• [What the task asks]: The full listing is to be returned exactly as given, but without pictures.

----- Records shown

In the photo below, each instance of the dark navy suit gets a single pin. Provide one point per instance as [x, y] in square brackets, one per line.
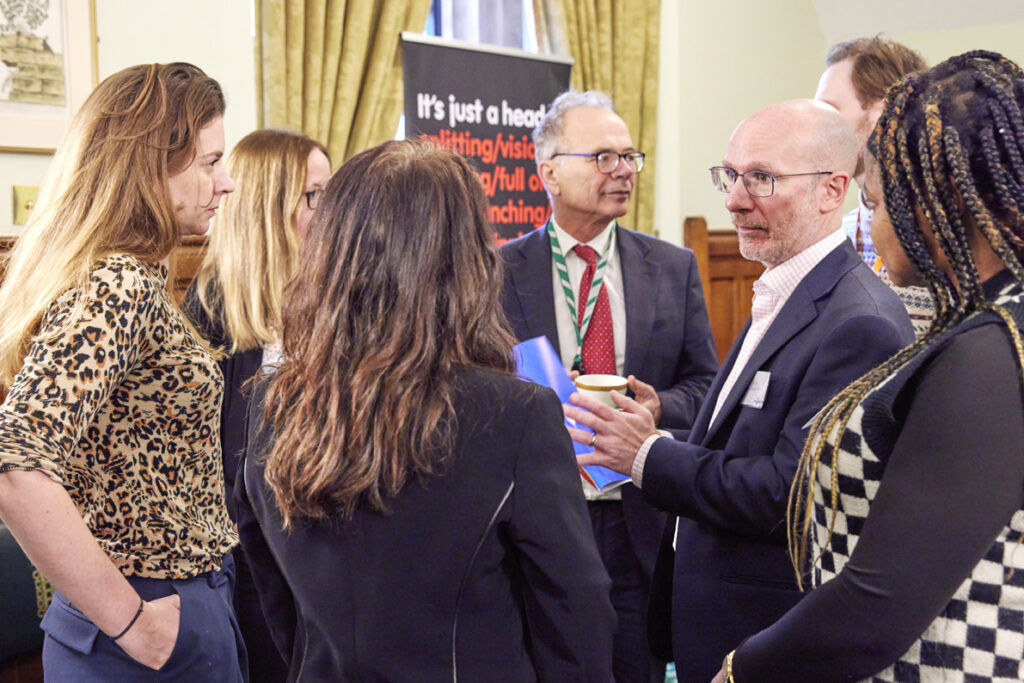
[730, 575]
[668, 341]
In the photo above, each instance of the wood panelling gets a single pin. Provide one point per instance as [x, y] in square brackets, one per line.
[727, 279]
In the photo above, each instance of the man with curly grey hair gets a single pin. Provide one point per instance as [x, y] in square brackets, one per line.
[611, 301]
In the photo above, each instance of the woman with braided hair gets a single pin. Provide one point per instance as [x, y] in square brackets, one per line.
[907, 510]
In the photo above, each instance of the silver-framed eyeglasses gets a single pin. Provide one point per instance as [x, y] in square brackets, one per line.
[758, 182]
[313, 197]
[607, 162]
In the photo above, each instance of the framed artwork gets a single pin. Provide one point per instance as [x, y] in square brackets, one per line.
[47, 69]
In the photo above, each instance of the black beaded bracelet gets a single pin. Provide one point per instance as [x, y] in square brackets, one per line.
[134, 619]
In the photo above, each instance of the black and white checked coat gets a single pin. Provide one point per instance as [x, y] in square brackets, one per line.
[980, 634]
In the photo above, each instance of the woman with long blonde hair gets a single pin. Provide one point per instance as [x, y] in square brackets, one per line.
[110, 467]
[412, 510]
[236, 301]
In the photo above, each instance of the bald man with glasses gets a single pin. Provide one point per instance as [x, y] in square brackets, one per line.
[647, 319]
[820, 319]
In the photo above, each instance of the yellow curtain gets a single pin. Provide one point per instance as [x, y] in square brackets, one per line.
[614, 45]
[332, 69]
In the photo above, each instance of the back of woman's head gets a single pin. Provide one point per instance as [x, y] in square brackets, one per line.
[253, 249]
[107, 190]
[399, 286]
[950, 141]
[950, 148]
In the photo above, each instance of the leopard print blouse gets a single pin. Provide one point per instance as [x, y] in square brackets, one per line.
[124, 410]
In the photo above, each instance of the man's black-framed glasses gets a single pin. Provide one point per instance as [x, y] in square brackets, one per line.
[758, 182]
[313, 197]
[607, 162]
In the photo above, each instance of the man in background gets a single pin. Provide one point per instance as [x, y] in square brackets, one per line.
[648, 322]
[858, 74]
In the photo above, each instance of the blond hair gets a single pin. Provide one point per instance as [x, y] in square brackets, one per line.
[253, 249]
[105, 193]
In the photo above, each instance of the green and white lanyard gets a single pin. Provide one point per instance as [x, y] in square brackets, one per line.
[595, 286]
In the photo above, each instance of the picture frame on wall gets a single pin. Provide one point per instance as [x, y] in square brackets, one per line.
[47, 69]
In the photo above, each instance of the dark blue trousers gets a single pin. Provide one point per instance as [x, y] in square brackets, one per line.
[632, 660]
[209, 645]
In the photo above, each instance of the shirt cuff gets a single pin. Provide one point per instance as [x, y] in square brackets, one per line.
[636, 472]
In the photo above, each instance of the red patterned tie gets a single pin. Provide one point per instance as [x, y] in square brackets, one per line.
[599, 345]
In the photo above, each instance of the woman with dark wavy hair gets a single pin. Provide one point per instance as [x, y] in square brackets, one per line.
[412, 509]
[908, 503]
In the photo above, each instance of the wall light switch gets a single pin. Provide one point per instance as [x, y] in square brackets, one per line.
[25, 201]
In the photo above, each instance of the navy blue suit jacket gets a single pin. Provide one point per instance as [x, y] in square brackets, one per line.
[730, 574]
[668, 337]
[488, 568]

----------

• [Expected answer]:
In the photo below, each instance of the dark navy suit gets a single pin. Provide one point per instance as [x, y] in square brackets, one per line.
[730, 575]
[668, 341]
In the photo above, each instance of the wood panelling gets a single pin. Provide one point per instance as [x, y] in square brackets, one per line.
[727, 279]
In the photo above, each instance of the man with curly grey hair gets a single pin. Provide one point per instance as [x, y] in square brackets, one per line.
[611, 301]
In the photo above, each instance of the woman with braided hair gets a single pin. Provide one point per instance as [x, y] in square brackets, one per line.
[907, 510]
In the photo above, each instance of the silver-framed eyeglasses gets a single pin. Provide one point per instance as [x, y] in square brackets, one per line.
[758, 182]
[313, 197]
[607, 162]
In the photo above, each instance of the framed artwork gets a single pin. Provide one point per instance as [x, y] in square brackets, one per line.
[47, 69]
In the photo above, each instance of the black beaded bracelet gets a single pin. Provide one point per instance as [x, y] in square brackets, one per line.
[134, 619]
In the photo above, each instance of the black and white checked coat gets a single pin. Provide one point per instance as [x, y] in square brackets, one per line.
[980, 634]
In the photo above, each instance of the woman with long blonde hair gets a single pin. Provide one point per instance as [x, y] in square brackets, one per line.
[110, 467]
[412, 510]
[236, 301]
In the photo above, each instance of the bald man with glasses gets a single pin. Provide one point per instance as [x, y] in square brackets, one per line.
[647, 319]
[820, 319]
In the photo above, each instance of the yellow curtain gets a single pin. Provide one point per instance as [x, y] in square brackets, one per line.
[614, 45]
[332, 69]
In the photo above, each instance of the back of woman's head gets a single pin. Provide one point per instance as [x, y] in square brackets, one per line.
[253, 249]
[107, 190]
[399, 286]
[950, 141]
[950, 148]
In the photo above, each instance of the leopard print blouse gets a single pin. Provide one point per instance as [x, y] in square brackets, one per line.
[124, 410]
In the photo above, each instance of the man's black-framed glasses gets a single pin. Provide one point per instance as [x, y] in square brackets, one per line.
[758, 182]
[313, 197]
[607, 162]
In the photo above, each instance of the man in background gets a single pin. Provide one point per instance as [x, y] in square brackets, one per line.
[648, 322]
[858, 74]
In the photo above, each instance of the blond hair gets a single pin. Provide one point per instance as [x, y] in square brackets, one per line.
[253, 249]
[105, 193]
In the photo above, each instance of the green and white lanyard gets a single pin. Provide one point per instance as [x, y] in square brackets, one per line.
[595, 286]
In the photo above, each instance of the picture frame on wall gets a single pin. Provide one point per instance as [x, y] in square brackets, one per line.
[47, 69]
In the photo above, each instance of the dark blue trousers gets a single pin. Provide one point per instance as [x, y] in square brackets, one per line.
[632, 660]
[209, 645]
In the photo above, each instance of the shirt cuff gets a single pin. Provide one point per instance as [x, y] in square brackets, one per line.
[636, 472]
In the photo above, each instance of the red patterned tie gets a single pin. Provide one point per instance as [x, y] in square brackets, one per line.
[599, 345]
In the photo above, each instance of the woman with dark wavy hair gets a single pin. Provide one point per instance as [x, y] in square brackets, one per line.
[412, 509]
[908, 503]
In the photo above, each instance of the wall light switch gets a single pin. Provide one point per instance as [x, y] in square brackets, one per line.
[25, 201]
In the photo above, each instance of the navy blue suit jacket gets a single pin. Provide one point per instance as [x, y] in square brackets, one per line.
[730, 574]
[668, 337]
[488, 568]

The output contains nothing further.